> [ÉNONCÉ DE L'EXERCICE A]
Selon l'extrait sur les distillateurs, quelle déduction l'amendement de MM. Mast de Vries, Scheyven et Duvivier accorde-t-il aux distillateurs dont les vaisseaux ne dépassent pas 20 hectolitres ?

> [TEXTE FOURNI]
· · · · ·

M. le président. - La section centrale propose l'adoption de cet article.
MM. Mast de Vries, Scheyven et Duvivier ont proposé l'amendement suivant :
« § 1. Il est accordé aux distillateurs dont les vaisseaux énumérés à l'art. 1er ne dépassent pas la capacité de 20 hectolitres, une déduction de 20 p. c. sur la quotité du droit, et une déduction de 10 p. c. à ceux dont ces vaisseaux ont une capacité de plus de 20 hectolitres, et moindre de 35.
« § 2. Les distillateurs désignés à l'art. 3, et ceux qui établissent ou laissent établir plus d'une distillerie dans un même bâtiment ou enclos n'auront droit à aucune déduction. »
M. Eloy de Burdinne a proposé d'ajouter à la suite du 1er § de l'amendement la phrase suivante :
« La déduction sera de 30 p. c., et de 15 p. c. si le distillateur est un cultivateur exploitant au moins deux hectares de terre, par chaque hectolitre de contenance des vaisseaux énumérés à l'article 1er. »
La discussion est ouverte sur ces diverses propositions.

· · · · ·

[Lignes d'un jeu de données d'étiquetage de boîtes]
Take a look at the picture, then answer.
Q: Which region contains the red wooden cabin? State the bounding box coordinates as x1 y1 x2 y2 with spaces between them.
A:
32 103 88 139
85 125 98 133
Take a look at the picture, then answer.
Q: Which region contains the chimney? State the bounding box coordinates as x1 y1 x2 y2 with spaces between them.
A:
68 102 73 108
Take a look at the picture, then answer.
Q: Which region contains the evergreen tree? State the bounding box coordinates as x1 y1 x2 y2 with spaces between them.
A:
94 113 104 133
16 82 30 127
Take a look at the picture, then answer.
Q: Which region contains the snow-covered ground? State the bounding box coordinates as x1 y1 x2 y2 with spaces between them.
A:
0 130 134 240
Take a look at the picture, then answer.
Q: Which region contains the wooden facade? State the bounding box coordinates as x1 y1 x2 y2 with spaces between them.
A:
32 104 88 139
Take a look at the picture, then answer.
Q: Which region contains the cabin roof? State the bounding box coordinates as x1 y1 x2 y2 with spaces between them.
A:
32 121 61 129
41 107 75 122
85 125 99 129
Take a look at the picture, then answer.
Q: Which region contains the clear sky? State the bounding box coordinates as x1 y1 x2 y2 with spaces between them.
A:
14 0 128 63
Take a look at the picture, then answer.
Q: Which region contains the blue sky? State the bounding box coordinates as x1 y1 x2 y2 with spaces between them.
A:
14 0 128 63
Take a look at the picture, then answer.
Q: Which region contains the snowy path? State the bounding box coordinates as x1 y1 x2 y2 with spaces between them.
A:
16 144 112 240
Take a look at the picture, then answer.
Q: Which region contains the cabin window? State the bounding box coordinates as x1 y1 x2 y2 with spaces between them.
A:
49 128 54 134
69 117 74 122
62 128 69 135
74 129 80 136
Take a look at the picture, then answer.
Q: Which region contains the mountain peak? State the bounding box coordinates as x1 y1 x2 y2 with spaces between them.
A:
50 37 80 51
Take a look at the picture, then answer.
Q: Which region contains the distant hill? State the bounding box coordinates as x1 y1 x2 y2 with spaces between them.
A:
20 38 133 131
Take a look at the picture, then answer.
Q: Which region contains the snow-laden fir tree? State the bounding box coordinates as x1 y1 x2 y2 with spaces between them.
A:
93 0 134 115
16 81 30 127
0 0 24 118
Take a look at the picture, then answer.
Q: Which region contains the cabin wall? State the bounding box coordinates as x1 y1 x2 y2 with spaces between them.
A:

· · · · ·

> [ÉNONCÉ DE L'EXERCICE B]
Extrayez toutes les lignes qui contiennent la chaîne « tree », en respectant la casse.

> [CORRIGÉ A]
Une déduction de 20 p. c. sur la quotité du droit.

> [CORRIGÉ B]
Q: Which region contains the evergreen tree? State the bounding box coordinates as x1 y1 x2 y2 with spaces between them.
Q: Which region contains the snow-laden fir tree? State the bounding box coordinates as x1 y1 x2 y2 with spaces between them.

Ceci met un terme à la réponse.